▶ [HOW TO COMPLETE THIS TASK]
Return the data exactly, without pictures.

------------------------------------------------

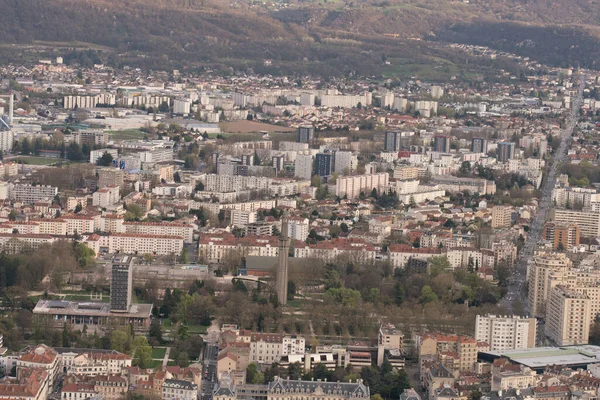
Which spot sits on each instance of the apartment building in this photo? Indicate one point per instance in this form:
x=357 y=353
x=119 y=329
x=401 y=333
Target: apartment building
x=353 y=186
x=39 y=357
x=431 y=346
x=241 y=218
x=268 y=348
x=345 y=162
x=219 y=247
x=161 y=229
x=400 y=254
x=298 y=228
x=330 y=249
x=568 y=317
x=135 y=243
x=588 y=222
x=506 y=332
x=501 y=216
x=26 y=193
x=562 y=237
x=303 y=166
x=406 y=173
x=107 y=197
x=110 y=177
x=544 y=264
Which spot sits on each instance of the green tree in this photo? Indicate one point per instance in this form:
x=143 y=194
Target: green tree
x=105 y=160
x=142 y=352
x=427 y=295
x=438 y=264
x=120 y=341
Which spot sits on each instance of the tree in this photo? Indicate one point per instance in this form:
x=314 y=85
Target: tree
x=105 y=160
x=156 y=331
x=253 y=375
x=427 y=295
x=120 y=341
x=142 y=352
x=438 y=264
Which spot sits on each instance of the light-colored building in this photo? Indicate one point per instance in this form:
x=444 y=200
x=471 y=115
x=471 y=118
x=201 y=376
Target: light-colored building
x=587 y=221
x=107 y=196
x=568 y=316
x=353 y=186
x=501 y=216
x=110 y=177
x=506 y=332
x=161 y=229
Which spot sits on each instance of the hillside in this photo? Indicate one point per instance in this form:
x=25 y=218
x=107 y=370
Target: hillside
x=310 y=36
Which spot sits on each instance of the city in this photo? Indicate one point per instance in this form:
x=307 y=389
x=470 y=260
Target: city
x=187 y=234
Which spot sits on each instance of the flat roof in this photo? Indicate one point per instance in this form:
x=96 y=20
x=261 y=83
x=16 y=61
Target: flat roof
x=541 y=357
x=89 y=308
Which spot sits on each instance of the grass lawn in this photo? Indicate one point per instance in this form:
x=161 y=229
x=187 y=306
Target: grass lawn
x=159 y=352
x=197 y=328
x=127 y=134
x=31 y=160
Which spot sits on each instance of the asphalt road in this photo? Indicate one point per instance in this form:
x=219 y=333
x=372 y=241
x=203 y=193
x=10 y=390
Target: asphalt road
x=516 y=287
x=209 y=379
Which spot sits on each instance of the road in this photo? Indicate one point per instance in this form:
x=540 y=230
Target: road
x=516 y=292
x=209 y=379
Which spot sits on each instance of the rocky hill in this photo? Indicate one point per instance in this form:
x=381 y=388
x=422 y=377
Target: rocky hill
x=311 y=35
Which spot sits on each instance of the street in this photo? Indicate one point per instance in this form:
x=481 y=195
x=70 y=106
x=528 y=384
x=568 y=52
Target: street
x=516 y=288
x=209 y=378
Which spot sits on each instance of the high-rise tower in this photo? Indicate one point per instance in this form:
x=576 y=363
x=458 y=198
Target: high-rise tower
x=282 y=265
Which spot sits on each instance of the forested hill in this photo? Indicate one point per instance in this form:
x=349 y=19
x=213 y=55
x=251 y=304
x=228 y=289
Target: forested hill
x=554 y=31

------------------------------------------------

▶ [REPLY TO THE EXERCISE]
Which spot sits on each instance of the apartment building in this photo? Indicate one point per instance in this form:
x=357 y=353
x=119 y=329
x=401 y=333
Target: apartment building
x=353 y=186
x=39 y=357
x=431 y=346
x=241 y=218
x=268 y=348
x=345 y=162
x=219 y=247
x=161 y=229
x=400 y=254
x=298 y=228
x=330 y=249
x=568 y=317
x=135 y=243
x=588 y=222
x=506 y=332
x=501 y=216
x=26 y=193
x=562 y=237
x=303 y=166
x=406 y=173
x=107 y=197
x=110 y=177
x=544 y=264
Which spot sits on each instance of the green tree in this photo? Indicate one point per instance in this form:
x=143 y=194
Target: green tree
x=105 y=160
x=142 y=352
x=427 y=295
x=438 y=264
x=120 y=341
Which spot sits on each instance of the tree in this photo? Indicate one point per instance in this form:
x=314 y=85
Target: tree
x=105 y=160
x=156 y=331
x=253 y=375
x=427 y=295
x=120 y=341
x=142 y=352
x=438 y=264
Which spot sits on each instance of the light-colored building in this photo? Indicate one point per instance in this form:
x=444 y=200
x=471 y=115
x=471 y=118
x=201 y=376
Target: light-colored building
x=587 y=221
x=107 y=196
x=568 y=316
x=353 y=186
x=501 y=216
x=110 y=177
x=506 y=332
x=161 y=229
Which spot sits on each instance of the hillside in this photo? Indicate one point per instance in this form:
x=25 y=218
x=107 y=370
Target: hillside
x=310 y=36
Which spot sits on each instance of the city in this photo? Indicate one point per instance in this form:
x=307 y=389
x=470 y=260
Target: city
x=187 y=234
Which spot sits on each instance of the flat roof in this photo? Indicate one point per instance in this form:
x=96 y=20
x=261 y=83
x=16 y=61
Target: flat roof
x=541 y=357
x=89 y=308
Which spot sits on each instance of the grass lawn in this photo? Indicate one point per instance in this form:
x=161 y=229
x=187 y=306
Target: grass lawn
x=159 y=352
x=197 y=328
x=127 y=134
x=31 y=160
Which spot sits on each instance of the asphalt road in this photo? Indicate one point per instance in this form:
x=219 y=333
x=372 y=241
x=203 y=193
x=10 y=390
Target: asphalt road
x=516 y=287
x=209 y=379
Which spot sits on each instance of the road in this photo? Indicate one point per instance in this form:
x=540 y=230
Target: road
x=516 y=292
x=209 y=379
Which spot sits on each instance of the rocky hill in this photo? Indicate one point per instance in this form:
x=381 y=388
x=422 y=377
Target: rocky hill
x=311 y=35
Which spot sits on each instance of the street in this photo? Indicate one point per instance in this form:
x=481 y=195
x=70 y=106
x=528 y=384
x=568 y=52
Target: street
x=516 y=288
x=209 y=378
Which spot sits on each instance of the high-rise tower in this photo? Indicate one point per instance in this form:
x=576 y=363
x=458 y=198
Target: high-rise tower
x=282 y=265
Which spot sits on each instance of the forested hill in this photo? Indicate one point per instance in this form:
x=349 y=19
x=213 y=55
x=251 y=304
x=228 y=289
Target: forested hill
x=554 y=31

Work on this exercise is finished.